#### DOCUMENT TEXT

As a matter of fact, one of the things that is most remarkable about Lee’s films is how accurately he portrays white people. Name a film where a yuppie schmuck has been brought to life with more precision than Tim Robbins in Jungle Fever. Tell me that Nicholas Turturro and his candy shop henchmen in that film aren’t the spitting images of the boys from Bensonhurst. Or that Danny Aiello and Harvey Keitel don’t fit the bill as the Racists with Hearts of Gold in Do the Right Thing and Clockers, respectively. For a clearer idea of Lee’s achievement, try to imagine a major white director making a movie about people from Bedford-Stuyvesant and coming within 10 miles of the target. Jim Jarmusch? Oliver Stone? Brian De Palma? The Woodman?

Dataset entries

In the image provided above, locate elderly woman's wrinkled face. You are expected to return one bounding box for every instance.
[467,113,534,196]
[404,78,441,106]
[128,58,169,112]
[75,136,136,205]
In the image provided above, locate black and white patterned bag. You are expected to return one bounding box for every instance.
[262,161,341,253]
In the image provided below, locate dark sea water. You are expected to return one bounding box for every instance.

#### WHAT NEEDS TO BE DONE
Return the full passage about how Lee's films portray white people, word for word.

#### ANSWER FOR THIS EXERCISE
As a matter of fact, one of the things that is most remarkable about Lee’s films is how accurately he portrays white people. Name a film where a yuppie schmuck has been brought to life with more precision than Tim Robbins in Jungle Fever. Tell me that Nicholas Turturro and his candy shop henchmen in that film aren’t the spitting images of the boys from Bensonhurst. Or that Danny Aiello and Harvey Keitel don’t fit the bill as the Racists with Hearts of Gold in Do the Right Thing and Clockers, respectively. For a clearer idea of Lee’s achievement, try to imagine a major white director making a movie about people from Bedford-Stuyvesant and coming within 10 miles of the target. Jim Jarmusch? Oliver Stone? Brian De Palma? The Woodman?